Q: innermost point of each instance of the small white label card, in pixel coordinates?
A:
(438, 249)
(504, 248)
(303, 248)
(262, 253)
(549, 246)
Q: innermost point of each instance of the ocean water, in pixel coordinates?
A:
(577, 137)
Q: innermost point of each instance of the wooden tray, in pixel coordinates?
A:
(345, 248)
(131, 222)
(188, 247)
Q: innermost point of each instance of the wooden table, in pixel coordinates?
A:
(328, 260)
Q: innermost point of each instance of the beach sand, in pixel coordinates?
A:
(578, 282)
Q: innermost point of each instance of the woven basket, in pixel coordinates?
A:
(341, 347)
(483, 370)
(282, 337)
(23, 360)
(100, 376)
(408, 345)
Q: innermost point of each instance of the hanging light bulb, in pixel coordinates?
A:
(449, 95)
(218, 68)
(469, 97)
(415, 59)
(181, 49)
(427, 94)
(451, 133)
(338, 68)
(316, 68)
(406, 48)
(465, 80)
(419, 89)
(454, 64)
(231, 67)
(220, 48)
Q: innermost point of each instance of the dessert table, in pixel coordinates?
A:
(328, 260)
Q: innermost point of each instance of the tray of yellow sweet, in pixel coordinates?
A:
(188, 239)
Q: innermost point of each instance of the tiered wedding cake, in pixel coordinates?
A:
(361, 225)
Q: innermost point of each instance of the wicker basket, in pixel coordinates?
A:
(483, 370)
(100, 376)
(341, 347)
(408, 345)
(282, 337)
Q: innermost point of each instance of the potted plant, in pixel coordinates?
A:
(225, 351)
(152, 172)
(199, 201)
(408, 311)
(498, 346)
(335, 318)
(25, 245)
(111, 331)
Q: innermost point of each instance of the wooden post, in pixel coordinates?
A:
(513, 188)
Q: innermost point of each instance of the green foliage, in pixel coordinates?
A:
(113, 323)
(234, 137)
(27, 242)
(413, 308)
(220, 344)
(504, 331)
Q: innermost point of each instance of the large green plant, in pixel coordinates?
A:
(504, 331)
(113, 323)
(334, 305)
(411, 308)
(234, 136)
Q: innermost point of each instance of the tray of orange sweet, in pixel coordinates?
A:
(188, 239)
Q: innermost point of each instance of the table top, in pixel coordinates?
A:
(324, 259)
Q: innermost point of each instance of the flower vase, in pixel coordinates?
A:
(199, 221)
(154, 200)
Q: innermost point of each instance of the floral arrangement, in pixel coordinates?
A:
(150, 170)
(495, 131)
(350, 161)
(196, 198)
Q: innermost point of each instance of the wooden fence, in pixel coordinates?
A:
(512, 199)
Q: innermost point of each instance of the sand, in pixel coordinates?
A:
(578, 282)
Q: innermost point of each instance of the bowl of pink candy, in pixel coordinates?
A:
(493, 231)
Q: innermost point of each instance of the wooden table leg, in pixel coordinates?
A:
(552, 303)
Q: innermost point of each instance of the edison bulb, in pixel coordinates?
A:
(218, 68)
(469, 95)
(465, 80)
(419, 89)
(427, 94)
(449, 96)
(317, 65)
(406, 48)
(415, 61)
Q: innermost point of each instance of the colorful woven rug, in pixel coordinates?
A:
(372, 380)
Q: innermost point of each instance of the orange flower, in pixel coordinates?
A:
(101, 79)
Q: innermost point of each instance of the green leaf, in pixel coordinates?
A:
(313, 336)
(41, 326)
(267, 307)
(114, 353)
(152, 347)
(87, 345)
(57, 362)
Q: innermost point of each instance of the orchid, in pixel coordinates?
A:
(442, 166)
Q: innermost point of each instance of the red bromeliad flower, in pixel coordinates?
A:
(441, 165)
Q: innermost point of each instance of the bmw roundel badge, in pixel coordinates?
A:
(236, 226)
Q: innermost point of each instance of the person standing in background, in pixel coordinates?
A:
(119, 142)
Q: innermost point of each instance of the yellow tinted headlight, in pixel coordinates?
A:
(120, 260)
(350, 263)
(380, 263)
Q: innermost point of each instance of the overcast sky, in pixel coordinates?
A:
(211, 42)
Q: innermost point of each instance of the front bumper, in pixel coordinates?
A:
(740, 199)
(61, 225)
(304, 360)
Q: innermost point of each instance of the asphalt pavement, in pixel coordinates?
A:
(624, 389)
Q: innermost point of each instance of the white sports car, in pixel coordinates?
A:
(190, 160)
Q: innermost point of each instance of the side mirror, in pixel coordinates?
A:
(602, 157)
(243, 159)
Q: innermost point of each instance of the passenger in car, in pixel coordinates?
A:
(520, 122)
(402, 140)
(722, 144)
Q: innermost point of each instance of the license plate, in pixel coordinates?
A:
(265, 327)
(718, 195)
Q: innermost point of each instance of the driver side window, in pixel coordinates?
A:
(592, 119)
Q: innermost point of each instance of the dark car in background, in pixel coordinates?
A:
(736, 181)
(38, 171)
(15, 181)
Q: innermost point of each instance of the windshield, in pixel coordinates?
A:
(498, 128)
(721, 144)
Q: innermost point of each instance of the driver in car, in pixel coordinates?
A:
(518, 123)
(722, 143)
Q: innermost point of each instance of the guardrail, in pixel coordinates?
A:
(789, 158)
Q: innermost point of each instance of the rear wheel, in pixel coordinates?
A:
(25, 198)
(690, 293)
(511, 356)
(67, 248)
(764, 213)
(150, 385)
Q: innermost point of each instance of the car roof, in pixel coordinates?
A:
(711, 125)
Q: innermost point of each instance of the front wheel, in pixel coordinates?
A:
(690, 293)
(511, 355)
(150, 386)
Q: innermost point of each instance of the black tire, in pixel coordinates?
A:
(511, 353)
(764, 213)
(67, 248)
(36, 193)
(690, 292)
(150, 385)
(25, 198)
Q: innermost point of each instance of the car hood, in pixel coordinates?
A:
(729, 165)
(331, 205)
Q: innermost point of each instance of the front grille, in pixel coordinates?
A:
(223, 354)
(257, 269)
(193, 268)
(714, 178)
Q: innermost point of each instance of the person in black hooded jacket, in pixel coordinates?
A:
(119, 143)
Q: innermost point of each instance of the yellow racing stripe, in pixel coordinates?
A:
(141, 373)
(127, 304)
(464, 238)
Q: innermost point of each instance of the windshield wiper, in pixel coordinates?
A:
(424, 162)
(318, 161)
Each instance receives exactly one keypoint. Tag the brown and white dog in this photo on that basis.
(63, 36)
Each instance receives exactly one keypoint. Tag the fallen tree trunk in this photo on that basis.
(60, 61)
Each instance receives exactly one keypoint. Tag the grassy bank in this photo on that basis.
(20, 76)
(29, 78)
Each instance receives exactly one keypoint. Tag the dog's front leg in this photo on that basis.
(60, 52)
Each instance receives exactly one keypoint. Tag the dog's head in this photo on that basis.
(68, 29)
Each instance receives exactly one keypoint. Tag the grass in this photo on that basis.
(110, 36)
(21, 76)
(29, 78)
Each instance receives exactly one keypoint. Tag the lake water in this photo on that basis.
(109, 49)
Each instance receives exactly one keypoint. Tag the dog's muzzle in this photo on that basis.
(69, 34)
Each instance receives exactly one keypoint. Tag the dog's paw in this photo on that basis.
==================================================
> **WHAT TO WORK ON**
Output the material again, line for line.

> **OUTPUT FOR THIS EXERCISE**
Q: innermost point of each instance of the small white label card, in pixel coordinates?
A:
(438, 249)
(504, 248)
(303, 248)
(262, 253)
(549, 246)
Q: innermost point of each instance of the ocean water, in pixel coordinates?
A:
(577, 137)
Q: innermost point of each instance of the wooden tray, in pixel coordinates?
A:
(345, 248)
(131, 222)
(188, 247)
Q: innermost point of each instance of the wooden table, in pixel coordinates?
A:
(328, 260)
Q: innermost point of each instance of the beach sand, in pixel coordinates?
A:
(578, 282)
Q: innermost point of each instance of the woven basket, in pixel coordinates?
A:
(341, 347)
(483, 370)
(282, 337)
(23, 360)
(100, 376)
(408, 345)
Q: innermost point of each instance of the hanging light bulb, in pixel coordinates?
A:
(449, 95)
(218, 68)
(469, 97)
(415, 59)
(181, 49)
(427, 94)
(451, 133)
(338, 68)
(316, 68)
(406, 48)
(465, 80)
(419, 89)
(454, 64)
(231, 67)
(220, 48)
Q: innermost point of each instance of the dessert table, in pixel coordinates?
A:
(328, 260)
Q: innermost point of each instance of the tray of yellow sweet, in pixel coordinates?
A:
(188, 239)
Q: innermost point of each instance of the tiered wedding cake, in pixel coordinates?
A:
(361, 225)
Q: innermost point of each instance of the wicker basket, in pixel coordinates?
A:
(483, 370)
(100, 376)
(341, 347)
(408, 345)
(282, 337)
Q: innermost point of each instance of the potted plant, in pixel coordinates?
A:
(225, 351)
(152, 172)
(199, 201)
(408, 311)
(498, 346)
(335, 318)
(25, 245)
(111, 331)
Q: innermost point of each instance of the wooden post, in pixel coordinates?
A:
(513, 188)
Q: innermost point of each instance of the green foliage, in pixel coordinates?
A:
(113, 323)
(234, 137)
(27, 242)
(413, 308)
(220, 344)
(504, 331)
Q: innermost point of each instance of the large green plant, in pixel coordinates?
A:
(504, 331)
(113, 323)
(334, 305)
(411, 308)
(234, 136)
Q: innermost point of each instance of the tray of orange sweet, in pixel coordinates?
A:
(188, 239)
Q: innermost point of each instance of the table top, in pixel coordinates?
A:
(324, 259)
Q: innermost point of each instance of the flower vase, in pixel coordinates?
A:
(199, 221)
(154, 200)
Q: innermost point of each instance of the floral arrangement, in pixel coordinates?
A:
(150, 170)
(495, 131)
(350, 161)
(196, 198)
Q: innermost point of each instance of the wooden fence, in pixel coordinates?
A:
(512, 199)
Q: innermost point of each instance of the sand, in pixel coordinates?
A:
(578, 282)
Q: innermost point of each instance of the bowl of pink candy, in pixel coordinates?
A:
(493, 231)
Q: innermost point of each instance of the wooden table leg, in pixel coordinates?
A:
(552, 303)
Q: innermost point of each instance of the edison bulb, in pixel coordinates?
A:
(218, 68)
(469, 95)
(465, 80)
(419, 89)
(427, 94)
(449, 96)
(317, 65)
(406, 48)
(415, 61)
Q: innermost point of each instance of the colorful woven rug, in pixel coordinates?
A:
(372, 380)
Q: innermost point of each instance of the orange flower, in pixel coordinates?
A:
(101, 79)
Q: innermost point of each instance of the green leaf, in pixel coordinates?
A:
(313, 336)
(41, 326)
(267, 307)
(114, 353)
(152, 347)
(87, 345)
(57, 362)
Q: innermost point of each instance of the orchid, in pixel coordinates?
A:
(442, 166)
Q: innermost point of each instance of the red bromeliad flower, in pixel coordinates?
A:
(441, 165)
Q: innermost point of each instance of the bmw roundel badge, in pixel coordinates?
A:
(236, 226)
Q: innermost point of each instance of the person standing in background, in pixel coordinates?
A:
(119, 142)
Q: innermost point of each instance of the yellow tinted headlight, in pixel coordinates?
A:
(120, 260)
(350, 263)
(380, 263)
Q: innermost point of each instance of the overcast sky, in pixel coordinates?
A:
(211, 42)
Q: innermost point of each instance of the front bumper, in pixel coordinates?
A:
(740, 199)
(61, 225)
(304, 360)
Q: innermost point of each instance of the asphalt pavement, in pixel coordinates?
A:
(624, 389)
Q: innermost point of each instance of the white sports car, in pixel coordinates?
A:
(190, 160)
Q: innermost point of each instance of the side mirror, in pixel coordinates?
A:
(602, 157)
(243, 159)
Q: innermost point of each instance of the passenger in car, in pixel coordinates?
A:
(520, 122)
(402, 140)
(722, 144)
Q: innermost point of each instance of the license plate, in pixel coordinates?
A:
(265, 327)
(718, 195)
Q: innermost point of each instance of the driver side window, in pixel coordinates?
A:
(592, 119)
Q: innermost point of each instance of the dark car in background, in pixel coordinates?
A:
(736, 181)
(38, 171)
(15, 181)
Q: innermost point of each instance of the windshield, in pixel coordinates?
A:
(498, 128)
(721, 144)
Q: innermost point of each instance of the driver in car, in pixel coordinates?
A:
(518, 123)
(722, 143)
Q: innermost point of each instance of the guardrail, in pixel coordinates?
A:
(789, 158)
Q: innermost point of each instance of the rear wheel, in pixel coordinates?
A:
(25, 198)
(690, 293)
(511, 356)
(67, 248)
(764, 213)
(150, 385)
Q: innermost point of each instance of the car roof, in pixel coordinates?
A:
(711, 125)
Q: innermost point of each instance of the front wheel, in pixel coordinates?
A:
(690, 293)
(511, 355)
(150, 386)
Q: innermost point of each instance of the black tire, in pixel coordinates?
A:
(511, 353)
(764, 213)
(67, 248)
(36, 193)
(690, 292)
(150, 385)
(25, 198)
Q: innermost point of each instance of the car hood, in pixel coordinates?
A:
(729, 165)
(331, 205)
Q: innermost point of each instance of the front grille, in pixel coordinates?
A:
(223, 354)
(257, 269)
(193, 268)
(714, 178)
Q: innermost point of each instance of the person in black hooded jacket, in pixel coordinates?
A:
(119, 143)
Q: innermost point of each instance of the yellow racing stripe, in pixel coordinates?
A:
(141, 373)
(127, 304)
(464, 238)
Q: innermost point of each instance of the windshield wiper, in pixel coordinates?
A:
(424, 162)
(318, 161)
Each instance receives exactly one keypoint. Tag the brown and white dog in this photo on that basis.
(63, 36)
Each instance receives exactly one keypoint. Tag the fallen tree trunk in this photo on that basis.
(60, 61)
Each instance receives exactly one keypoint. Tag the grassy bank in this photo on that basis.
(20, 76)
(29, 78)
Each instance receives exactly one keypoint. Tag the dog's front leg in this photo on that basis.
(60, 52)
Each instance receives exactly one keypoint. Tag the dog's head in this photo on that basis.
(68, 29)
Each instance receives exactly one keypoint. Tag the grass in this photo on that basis.
(110, 36)
(21, 76)
(29, 78)
Each instance receives exactly one keypoint. Tag the lake water in this photo on that basis.
(109, 49)
Each instance receives exactly one keypoint. Tag the dog's muzzle in this photo on that basis.
(69, 34)
Each instance receives exactly one keypoint. Tag the dog's paw in this photo on that basis.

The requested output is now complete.